** SELECTED EXTRACT **
>>>

Offer Pre-built Databases Organised By Biome

I saw that “Sequences (fasta files; due to large size they are split into 5 parts)” at Species-level genome bins (SGBs) from the human microbiome. Could they be split by biome instead? For example, I am interested in analysing oral cavity cancer whole genome sequencing data (the subset of short Illumina reads which are not mapped to the human reference genome), so the database I would like to use does not need to have, for instance, marine bacteria in it. Ideally, I could just download a Human Oral database and work with that for this project. Is that feasible or not to offer?

Also, are there any details public yet about how mpa_vJan21_CHOCOPhlAnSGB_202103 was constructed? It would be great if users could reproduce creating CHOCOPhlAn from scratch.

<<<

** ENTRIES SUPPLIED **
>>>

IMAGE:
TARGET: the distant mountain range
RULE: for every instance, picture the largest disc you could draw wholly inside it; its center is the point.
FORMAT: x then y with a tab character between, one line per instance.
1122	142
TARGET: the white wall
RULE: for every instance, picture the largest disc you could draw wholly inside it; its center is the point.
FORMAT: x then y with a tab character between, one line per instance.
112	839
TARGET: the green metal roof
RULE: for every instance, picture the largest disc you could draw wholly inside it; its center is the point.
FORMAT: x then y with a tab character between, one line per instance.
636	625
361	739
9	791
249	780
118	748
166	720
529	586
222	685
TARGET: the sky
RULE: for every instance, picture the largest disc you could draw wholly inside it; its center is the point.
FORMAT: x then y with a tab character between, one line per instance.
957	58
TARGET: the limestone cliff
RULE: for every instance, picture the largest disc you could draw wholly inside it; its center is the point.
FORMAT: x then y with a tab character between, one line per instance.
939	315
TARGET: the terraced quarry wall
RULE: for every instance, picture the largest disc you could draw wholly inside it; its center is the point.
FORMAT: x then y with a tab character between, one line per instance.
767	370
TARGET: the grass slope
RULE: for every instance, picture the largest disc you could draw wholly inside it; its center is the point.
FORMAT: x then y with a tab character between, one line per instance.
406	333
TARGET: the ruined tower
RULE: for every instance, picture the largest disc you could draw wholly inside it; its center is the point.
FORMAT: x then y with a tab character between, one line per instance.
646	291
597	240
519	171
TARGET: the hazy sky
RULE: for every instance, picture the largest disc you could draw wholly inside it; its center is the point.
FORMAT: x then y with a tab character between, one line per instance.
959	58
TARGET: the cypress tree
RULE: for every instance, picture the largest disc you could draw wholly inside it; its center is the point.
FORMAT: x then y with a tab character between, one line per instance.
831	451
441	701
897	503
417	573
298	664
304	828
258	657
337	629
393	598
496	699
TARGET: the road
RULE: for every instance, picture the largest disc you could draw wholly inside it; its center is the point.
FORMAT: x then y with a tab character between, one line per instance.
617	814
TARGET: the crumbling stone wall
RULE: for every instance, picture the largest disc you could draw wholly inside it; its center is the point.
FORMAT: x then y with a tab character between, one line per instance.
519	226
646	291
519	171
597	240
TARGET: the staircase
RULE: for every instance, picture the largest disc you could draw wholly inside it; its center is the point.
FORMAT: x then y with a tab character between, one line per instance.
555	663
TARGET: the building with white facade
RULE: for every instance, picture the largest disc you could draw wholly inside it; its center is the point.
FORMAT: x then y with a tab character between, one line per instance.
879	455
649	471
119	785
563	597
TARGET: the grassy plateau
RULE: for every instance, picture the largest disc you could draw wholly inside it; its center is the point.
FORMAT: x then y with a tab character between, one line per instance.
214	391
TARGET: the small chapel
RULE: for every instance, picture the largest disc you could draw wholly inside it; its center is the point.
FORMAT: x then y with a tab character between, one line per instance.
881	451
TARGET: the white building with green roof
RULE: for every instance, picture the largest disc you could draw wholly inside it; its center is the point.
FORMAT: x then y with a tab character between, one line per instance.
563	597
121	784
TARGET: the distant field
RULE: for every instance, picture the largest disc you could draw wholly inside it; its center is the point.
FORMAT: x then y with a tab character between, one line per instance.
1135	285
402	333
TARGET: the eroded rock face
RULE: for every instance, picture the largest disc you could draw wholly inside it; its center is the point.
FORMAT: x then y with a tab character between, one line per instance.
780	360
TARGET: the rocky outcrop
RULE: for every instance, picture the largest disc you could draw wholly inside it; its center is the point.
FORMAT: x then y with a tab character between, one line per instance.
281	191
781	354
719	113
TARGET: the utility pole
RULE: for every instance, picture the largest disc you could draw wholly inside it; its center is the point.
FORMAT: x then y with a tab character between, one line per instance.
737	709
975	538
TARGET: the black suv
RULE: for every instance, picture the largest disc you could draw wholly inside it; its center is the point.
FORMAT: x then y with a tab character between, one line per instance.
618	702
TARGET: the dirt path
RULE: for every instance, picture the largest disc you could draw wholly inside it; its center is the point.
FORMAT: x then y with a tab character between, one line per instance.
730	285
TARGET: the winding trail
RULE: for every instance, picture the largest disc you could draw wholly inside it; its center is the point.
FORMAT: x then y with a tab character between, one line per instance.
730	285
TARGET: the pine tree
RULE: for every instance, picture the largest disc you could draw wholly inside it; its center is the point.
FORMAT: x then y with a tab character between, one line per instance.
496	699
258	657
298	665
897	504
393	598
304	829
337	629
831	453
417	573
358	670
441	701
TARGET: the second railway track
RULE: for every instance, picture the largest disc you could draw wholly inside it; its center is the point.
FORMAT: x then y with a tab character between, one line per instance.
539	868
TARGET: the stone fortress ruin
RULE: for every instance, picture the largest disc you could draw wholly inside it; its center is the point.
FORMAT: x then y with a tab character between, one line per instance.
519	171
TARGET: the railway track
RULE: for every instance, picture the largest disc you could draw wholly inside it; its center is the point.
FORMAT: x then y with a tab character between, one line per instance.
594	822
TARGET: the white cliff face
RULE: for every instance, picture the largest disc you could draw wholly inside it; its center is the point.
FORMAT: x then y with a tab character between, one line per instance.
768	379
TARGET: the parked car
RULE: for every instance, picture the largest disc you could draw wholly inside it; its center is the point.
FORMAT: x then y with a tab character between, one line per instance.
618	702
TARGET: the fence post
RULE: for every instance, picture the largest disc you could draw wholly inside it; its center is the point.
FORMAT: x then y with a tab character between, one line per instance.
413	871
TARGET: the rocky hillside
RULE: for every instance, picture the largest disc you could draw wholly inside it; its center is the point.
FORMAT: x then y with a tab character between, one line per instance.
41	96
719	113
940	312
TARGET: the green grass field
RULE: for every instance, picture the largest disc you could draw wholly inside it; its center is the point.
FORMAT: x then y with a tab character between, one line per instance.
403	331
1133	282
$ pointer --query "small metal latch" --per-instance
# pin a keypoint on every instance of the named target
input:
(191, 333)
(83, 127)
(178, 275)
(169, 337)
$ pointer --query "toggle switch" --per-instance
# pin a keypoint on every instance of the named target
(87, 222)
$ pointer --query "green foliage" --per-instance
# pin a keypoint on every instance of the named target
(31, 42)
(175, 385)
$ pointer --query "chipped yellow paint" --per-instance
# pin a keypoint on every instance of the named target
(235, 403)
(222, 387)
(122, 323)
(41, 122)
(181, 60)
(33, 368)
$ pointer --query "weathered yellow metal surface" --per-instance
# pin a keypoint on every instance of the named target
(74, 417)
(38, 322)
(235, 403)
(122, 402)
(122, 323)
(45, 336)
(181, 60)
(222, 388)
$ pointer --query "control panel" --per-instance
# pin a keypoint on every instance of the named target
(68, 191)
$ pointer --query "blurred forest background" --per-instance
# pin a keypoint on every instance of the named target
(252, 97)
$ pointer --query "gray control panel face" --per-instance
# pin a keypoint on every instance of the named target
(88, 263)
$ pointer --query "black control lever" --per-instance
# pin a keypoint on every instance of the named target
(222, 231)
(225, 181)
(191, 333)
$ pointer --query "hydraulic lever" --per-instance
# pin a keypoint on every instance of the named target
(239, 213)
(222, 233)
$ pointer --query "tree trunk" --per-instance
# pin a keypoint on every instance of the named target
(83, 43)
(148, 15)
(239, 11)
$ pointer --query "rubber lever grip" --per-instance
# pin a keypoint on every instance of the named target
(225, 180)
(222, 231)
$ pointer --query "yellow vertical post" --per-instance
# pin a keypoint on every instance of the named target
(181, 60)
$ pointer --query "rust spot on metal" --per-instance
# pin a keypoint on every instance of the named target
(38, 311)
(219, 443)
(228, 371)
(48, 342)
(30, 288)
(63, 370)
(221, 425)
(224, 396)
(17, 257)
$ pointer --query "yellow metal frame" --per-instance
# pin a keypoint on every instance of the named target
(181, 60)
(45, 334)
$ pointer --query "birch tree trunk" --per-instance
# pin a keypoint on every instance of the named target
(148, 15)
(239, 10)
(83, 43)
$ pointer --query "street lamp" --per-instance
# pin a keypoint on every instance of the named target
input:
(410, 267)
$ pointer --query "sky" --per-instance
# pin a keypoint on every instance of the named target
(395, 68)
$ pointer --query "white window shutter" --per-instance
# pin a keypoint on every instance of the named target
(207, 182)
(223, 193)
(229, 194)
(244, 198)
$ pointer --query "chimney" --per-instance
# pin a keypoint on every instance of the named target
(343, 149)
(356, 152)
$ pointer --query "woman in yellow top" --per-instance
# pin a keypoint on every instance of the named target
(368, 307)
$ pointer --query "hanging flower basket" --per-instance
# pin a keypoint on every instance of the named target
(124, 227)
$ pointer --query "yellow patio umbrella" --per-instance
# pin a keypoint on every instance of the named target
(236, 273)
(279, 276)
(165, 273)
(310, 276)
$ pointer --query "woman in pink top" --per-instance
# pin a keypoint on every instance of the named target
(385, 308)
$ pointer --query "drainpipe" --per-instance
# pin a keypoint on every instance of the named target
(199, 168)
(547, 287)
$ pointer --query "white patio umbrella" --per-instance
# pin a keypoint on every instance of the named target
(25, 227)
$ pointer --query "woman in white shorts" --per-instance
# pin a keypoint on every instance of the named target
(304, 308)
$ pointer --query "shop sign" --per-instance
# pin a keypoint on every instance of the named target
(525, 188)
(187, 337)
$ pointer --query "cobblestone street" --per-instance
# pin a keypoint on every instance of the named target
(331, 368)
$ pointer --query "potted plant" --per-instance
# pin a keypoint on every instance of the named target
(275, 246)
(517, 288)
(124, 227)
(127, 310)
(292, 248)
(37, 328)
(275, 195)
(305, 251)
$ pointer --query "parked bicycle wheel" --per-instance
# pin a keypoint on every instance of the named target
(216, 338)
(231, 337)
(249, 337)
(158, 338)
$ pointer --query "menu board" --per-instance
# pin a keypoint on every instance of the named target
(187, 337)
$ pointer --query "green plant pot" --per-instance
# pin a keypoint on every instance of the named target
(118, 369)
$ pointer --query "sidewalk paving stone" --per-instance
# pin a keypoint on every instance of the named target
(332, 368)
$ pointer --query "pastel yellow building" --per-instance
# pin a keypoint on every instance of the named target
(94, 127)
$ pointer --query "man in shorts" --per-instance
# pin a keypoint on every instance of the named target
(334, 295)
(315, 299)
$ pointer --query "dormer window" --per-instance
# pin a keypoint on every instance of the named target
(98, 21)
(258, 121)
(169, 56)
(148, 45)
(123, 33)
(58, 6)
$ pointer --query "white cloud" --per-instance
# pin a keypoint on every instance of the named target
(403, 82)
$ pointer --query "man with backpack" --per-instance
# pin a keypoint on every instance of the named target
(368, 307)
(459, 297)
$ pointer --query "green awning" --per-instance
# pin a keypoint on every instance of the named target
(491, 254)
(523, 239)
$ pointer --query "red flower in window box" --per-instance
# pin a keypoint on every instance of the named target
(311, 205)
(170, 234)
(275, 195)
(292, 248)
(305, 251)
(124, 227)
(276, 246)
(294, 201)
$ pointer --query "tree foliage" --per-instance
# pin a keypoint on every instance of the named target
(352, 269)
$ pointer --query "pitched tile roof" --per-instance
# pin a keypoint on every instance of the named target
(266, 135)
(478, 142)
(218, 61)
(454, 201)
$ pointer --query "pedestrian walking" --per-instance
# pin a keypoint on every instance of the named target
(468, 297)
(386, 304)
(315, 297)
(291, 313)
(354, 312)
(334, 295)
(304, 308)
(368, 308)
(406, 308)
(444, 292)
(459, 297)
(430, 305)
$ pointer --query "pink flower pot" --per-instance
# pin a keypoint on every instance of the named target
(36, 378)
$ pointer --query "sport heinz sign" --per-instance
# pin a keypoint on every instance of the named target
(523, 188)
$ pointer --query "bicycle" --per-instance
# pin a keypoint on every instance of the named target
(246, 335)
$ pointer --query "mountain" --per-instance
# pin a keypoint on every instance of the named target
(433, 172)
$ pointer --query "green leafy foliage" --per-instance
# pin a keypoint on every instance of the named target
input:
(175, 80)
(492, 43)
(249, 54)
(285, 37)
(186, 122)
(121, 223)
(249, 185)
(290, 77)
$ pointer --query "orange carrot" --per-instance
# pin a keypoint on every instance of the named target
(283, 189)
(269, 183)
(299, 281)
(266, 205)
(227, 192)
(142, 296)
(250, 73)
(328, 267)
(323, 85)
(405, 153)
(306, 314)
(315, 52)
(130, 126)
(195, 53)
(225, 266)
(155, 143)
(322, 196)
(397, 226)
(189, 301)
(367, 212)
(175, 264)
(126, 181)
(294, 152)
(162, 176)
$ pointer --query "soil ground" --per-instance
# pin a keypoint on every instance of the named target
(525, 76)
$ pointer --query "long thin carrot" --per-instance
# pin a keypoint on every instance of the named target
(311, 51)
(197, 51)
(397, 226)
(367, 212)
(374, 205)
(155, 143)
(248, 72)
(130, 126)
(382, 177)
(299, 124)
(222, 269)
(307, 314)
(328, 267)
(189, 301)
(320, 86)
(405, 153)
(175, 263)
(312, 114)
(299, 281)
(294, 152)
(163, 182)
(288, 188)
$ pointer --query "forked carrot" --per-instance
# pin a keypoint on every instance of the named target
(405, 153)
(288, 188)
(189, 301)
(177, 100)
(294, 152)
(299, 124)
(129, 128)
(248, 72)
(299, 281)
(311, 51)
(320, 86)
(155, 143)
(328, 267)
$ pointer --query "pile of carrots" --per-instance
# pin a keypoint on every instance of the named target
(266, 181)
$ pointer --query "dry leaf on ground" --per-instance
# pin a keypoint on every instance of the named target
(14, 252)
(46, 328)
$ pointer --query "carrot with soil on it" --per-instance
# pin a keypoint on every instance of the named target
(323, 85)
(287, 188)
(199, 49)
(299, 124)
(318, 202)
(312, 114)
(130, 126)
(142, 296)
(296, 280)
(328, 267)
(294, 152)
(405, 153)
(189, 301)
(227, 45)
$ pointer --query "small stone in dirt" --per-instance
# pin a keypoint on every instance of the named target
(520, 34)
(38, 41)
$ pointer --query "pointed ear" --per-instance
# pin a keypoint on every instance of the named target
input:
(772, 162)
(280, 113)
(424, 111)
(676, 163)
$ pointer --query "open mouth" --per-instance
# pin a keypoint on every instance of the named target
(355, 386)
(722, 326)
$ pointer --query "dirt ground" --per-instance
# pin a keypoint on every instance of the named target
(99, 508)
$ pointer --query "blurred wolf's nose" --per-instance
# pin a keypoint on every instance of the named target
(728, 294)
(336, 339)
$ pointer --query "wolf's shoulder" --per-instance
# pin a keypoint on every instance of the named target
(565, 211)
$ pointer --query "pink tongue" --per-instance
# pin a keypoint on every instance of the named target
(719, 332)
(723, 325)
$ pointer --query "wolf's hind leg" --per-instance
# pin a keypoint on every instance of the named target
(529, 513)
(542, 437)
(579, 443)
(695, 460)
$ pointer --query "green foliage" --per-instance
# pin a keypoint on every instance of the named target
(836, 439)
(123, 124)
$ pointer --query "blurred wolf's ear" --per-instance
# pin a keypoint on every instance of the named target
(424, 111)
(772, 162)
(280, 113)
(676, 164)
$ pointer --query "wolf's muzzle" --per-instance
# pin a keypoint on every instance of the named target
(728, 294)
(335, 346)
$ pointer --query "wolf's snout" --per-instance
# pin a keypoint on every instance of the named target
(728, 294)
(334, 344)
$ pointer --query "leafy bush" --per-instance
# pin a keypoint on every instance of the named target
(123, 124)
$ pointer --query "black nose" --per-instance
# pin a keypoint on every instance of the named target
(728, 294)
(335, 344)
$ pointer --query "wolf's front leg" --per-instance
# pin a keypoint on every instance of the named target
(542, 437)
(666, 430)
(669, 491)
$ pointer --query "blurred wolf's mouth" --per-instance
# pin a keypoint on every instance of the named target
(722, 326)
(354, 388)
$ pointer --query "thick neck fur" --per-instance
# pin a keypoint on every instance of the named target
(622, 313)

<<<

** REQUIRED ACTIONS **
(A) In the forum post requesting biome-specific databases, into how many parts are the sequence fasta files split?
(B) Write the next few sentences of the forum post requesting biome-specific databases, picking up after its final line.

** ANSWER SECTION **
(A) Five parts.

(B)
Hi @Dario
Unfortunately, due to the size of the data, it will be unfeasible for us to re-upload the data splitted by biome. However, you should be able to filter the MAGs assembled from oral samples from the full dataset using the supplementary table 1 in the original publication: Extensive Unexplored Human Microbiome Diversity Revealed by Over 150,000 Genomes from Metagenomes Spanning Age, Geography, and Lifestyle: Cell
The MAG identifiers should follow the structure: StudyID__SampleID__binID
You can find the details of how the MetaPhlAn 4 database vJan21 was built in the following preprint: https://www.biorxiv.org/content/10.1101/2022.08.22.504593v1

Actually, that preprint contains zero instances of the word CHOCOPhlAn. Is it somewhere else?

Hi @Dario
While it is not called CHOCOPhlAn anymore, the methods of the preprint describe the whole procedure from genomes to marker genes.